• Work request: Continue the passage below about the first Scharioth Macular Lens implanted in Australia, starting right after its last sentence.

• Document segment:
It has now been eight months since the first Scharioth Macular Lens (SML) was implanted in Australia and according to the patient, Anne Benz, the innovative technology has been life changing.
Ms Benz (86 years), who was recommended for the implant by her Sydney ophthalmologist Dr Brian Harrisberg, is visually disabled due to wet and dry macular degeneration in her right eye and end stage macular scarring in her left eye. She said prior to the implant she had not been able to read a book for three years. Supermarket shopping, and incidental reading for everyday life, had become impossible.
“To read the ingredients on a package in the supermarket I would need to look through a magnifying glass while wearing glasses and even then, I would have to ask for help. Now, although I have to hold the item 14cm from my eye, I am able to read labels independently.”
Ms Benz says the implant has also enabled her to manage administrative paperwork and enjoy finding out about what is going on in the community.
To demonstrate her new found visual freedom, Ms Benz read aloud the program of events coming up at her local gallery. Then, she began to laugh. “It’s quite strange but I just keep laughing – I can’t believe how much this has changed my life,” she said.
Ms Benz said she was excited to be the first patient in Australia to receive the implant.
“Dr Harrisberg had been looking for a device to help me for some time so when he told me about the Scharioth, I could hardly wait. I had complete faith in his recommendation and ability to implant the device successfully.” Dr Harrisberg, who has now implanted three SMLs and has two patients awaiting the procedure, said Ms Benz was the ideal candidate for the lens, which is designed to meet the needs of a select cohort of patients.
“Anne is informed, she is highly aware of her visual world, and has specific demands for her vision. A sketch artist who appreciates detail, she was losing the ability to pursue this hobby and I didn’t want that to happen,” he said.

• Information:

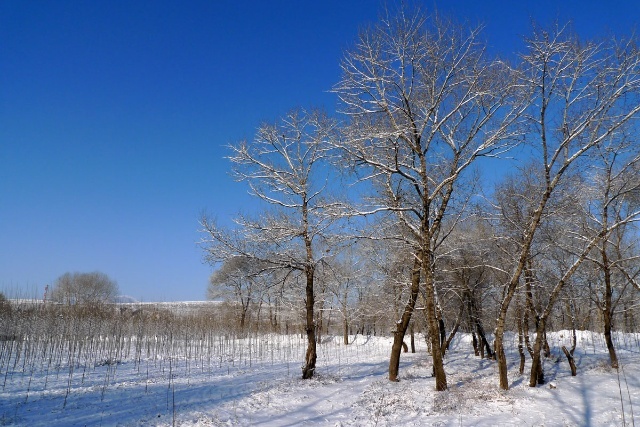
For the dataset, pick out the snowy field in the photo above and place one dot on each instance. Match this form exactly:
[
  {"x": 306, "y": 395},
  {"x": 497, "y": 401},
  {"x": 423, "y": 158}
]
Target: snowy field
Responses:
[{"x": 256, "y": 382}]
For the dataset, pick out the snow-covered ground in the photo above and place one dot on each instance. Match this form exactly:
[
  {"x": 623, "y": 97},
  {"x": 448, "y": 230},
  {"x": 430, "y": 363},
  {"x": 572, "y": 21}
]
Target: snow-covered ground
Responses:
[{"x": 257, "y": 382}]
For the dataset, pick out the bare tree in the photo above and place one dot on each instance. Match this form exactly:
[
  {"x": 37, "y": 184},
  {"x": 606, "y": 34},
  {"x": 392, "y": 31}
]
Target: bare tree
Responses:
[
  {"x": 84, "y": 288},
  {"x": 286, "y": 167},
  {"x": 615, "y": 186},
  {"x": 581, "y": 95},
  {"x": 423, "y": 103},
  {"x": 240, "y": 280}
]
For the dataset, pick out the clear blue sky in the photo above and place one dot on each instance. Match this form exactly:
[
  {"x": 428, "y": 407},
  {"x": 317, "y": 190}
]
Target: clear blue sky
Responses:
[{"x": 114, "y": 116}]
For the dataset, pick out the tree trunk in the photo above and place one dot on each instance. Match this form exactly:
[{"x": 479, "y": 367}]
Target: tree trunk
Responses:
[
  {"x": 572, "y": 363},
  {"x": 613, "y": 357},
  {"x": 608, "y": 306},
  {"x": 310, "y": 360},
  {"x": 537, "y": 370},
  {"x": 434, "y": 327},
  {"x": 456, "y": 326},
  {"x": 403, "y": 323},
  {"x": 520, "y": 335},
  {"x": 413, "y": 339},
  {"x": 345, "y": 331}
]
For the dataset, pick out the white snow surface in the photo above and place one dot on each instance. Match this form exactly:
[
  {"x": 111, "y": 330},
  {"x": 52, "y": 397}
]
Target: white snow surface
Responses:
[{"x": 256, "y": 381}]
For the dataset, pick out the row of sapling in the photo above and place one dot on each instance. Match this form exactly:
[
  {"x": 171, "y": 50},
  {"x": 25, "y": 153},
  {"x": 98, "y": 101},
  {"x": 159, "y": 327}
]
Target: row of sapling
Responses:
[{"x": 420, "y": 102}]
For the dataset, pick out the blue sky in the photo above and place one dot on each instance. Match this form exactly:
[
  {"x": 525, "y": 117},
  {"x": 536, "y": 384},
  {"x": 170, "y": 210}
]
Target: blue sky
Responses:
[{"x": 114, "y": 116}]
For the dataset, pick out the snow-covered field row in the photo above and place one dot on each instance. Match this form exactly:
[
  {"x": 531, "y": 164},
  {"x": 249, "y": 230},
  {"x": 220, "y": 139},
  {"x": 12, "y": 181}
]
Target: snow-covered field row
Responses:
[{"x": 256, "y": 381}]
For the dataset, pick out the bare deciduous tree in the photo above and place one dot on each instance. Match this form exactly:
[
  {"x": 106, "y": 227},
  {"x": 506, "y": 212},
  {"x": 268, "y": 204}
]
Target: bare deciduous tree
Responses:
[
  {"x": 581, "y": 95},
  {"x": 423, "y": 103},
  {"x": 286, "y": 167}
]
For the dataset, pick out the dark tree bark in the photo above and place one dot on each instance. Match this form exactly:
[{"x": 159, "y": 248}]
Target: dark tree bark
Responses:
[
  {"x": 310, "y": 360},
  {"x": 403, "y": 323}
]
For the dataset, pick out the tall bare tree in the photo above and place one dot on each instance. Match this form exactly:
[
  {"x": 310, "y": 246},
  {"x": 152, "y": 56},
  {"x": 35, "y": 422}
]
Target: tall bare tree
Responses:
[
  {"x": 615, "y": 187},
  {"x": 423, "y": 103},
  {"x": 581, "y": 95},
  {"x": 286, "y": 167}
]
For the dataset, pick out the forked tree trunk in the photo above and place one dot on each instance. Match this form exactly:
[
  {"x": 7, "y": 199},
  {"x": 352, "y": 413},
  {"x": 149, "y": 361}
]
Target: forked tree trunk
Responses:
[
  {"x": 520, "y": 335},
  {"x": 608, "y": 307},
  {"x": 434, "y": 328},
  {"x": 310, "y": 360},
  {"x": 537, "y": 370},
  {"x": 403, "y": 323}
]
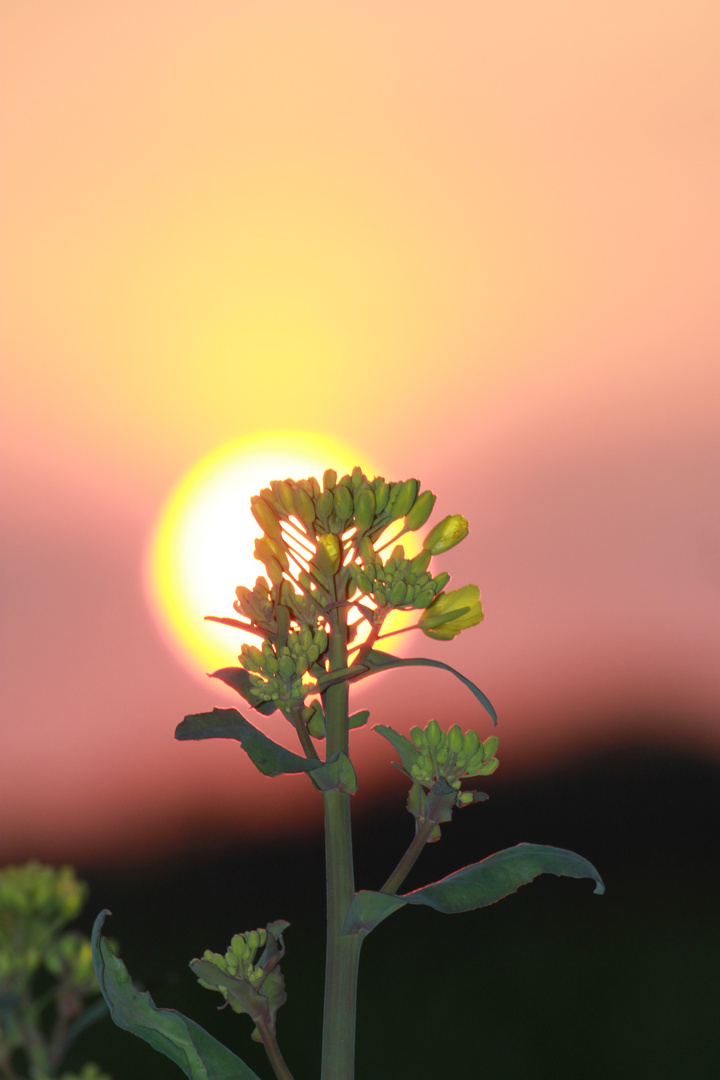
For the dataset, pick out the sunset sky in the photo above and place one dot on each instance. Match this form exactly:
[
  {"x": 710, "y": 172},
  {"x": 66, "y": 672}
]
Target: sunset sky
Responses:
[{"x": 477, "y": 242}]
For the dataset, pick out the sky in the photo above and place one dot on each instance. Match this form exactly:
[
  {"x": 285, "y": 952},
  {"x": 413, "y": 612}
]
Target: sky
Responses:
[{"x": 478, "y": 243}]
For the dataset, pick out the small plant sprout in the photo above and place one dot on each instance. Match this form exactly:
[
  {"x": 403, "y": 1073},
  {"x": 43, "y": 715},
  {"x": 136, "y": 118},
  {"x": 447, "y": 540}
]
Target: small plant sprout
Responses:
[{"x": 334, "y": 571}]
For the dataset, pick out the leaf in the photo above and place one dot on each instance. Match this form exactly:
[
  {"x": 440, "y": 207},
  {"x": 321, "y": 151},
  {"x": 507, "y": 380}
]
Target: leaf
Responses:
[
  {"x": 357, "y": 719},
  {"x": 268, "y": 756},
  {"x": 336, "y": 774},
  {"x": 197, "y": 1052},
  {"x": 239, "y": 679},
  {"x": 382, "y": 660},
  {"x": 475, "y": 886},
  {"x": 379, "y": 661}
]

• Result:
“Her macular degeneration was relatively stable, and anatomically she met the criteria for an SML – she had space in the ciliary sulcus for an add on lens, she had a healthy cornea and no history of angle closure glaucoma – which is a relative contraindication.”
Ms Benz said getting used to the lens was relatively easy.
“I was instructed to read for 20 minutes, twice a day. This was tiring, and unenjoyable because the lens forces you to read word by word as opposed to scanning phrases or even complete sentences.”
Having committed to reading an entire book with the new lens, Ms Benz said this is not something she would do again. “I completed the book but it was slow and not pleasurable and for me, reading has always been a relaxing and pleasurable experience. I’d rather lie down on the couch, close my eyes and let an audible book take me on a journey,” she said.
According to Dr Harrisberg, this response is to be expected.
“As we know with any magnifying device, you have a very limited field of view, so your reading is incredibly slow. I wasn’t expecting Anne to be a good reader but she can read if she’s prepared to put in the time for slow scanning across the page. Importantly, this is a device that is with her all the time – there is no need to carry a magnifier around with her. So both her hands are free to use when reading the mail, sketching and going about daily life such as shopping and reading labels.”
Ms Benz said learning to get the most from the SML is an ongoing experience.
“Originally it took time for me to stop reaching for my glasses and I had to remind myself that my glasses no longer helped me, I needed to use my new eye. Even after eight months, on a daily basis I am still finding new ways to read using the SML.”
She continues to wear sunglasses with a prescription for distance and is exploring the possibility of glasses to assist with intermediate distance for computer use and household chores.
“Sunglasses and a hat are essential when I go out outdoors, as they are for all people with macular degeneration,” she said.
Dr Harrisberg said he was pleased with the results from the first SML implant.
“My initial reaction to Anne’s procedure was very favourable because we matched her expectations.”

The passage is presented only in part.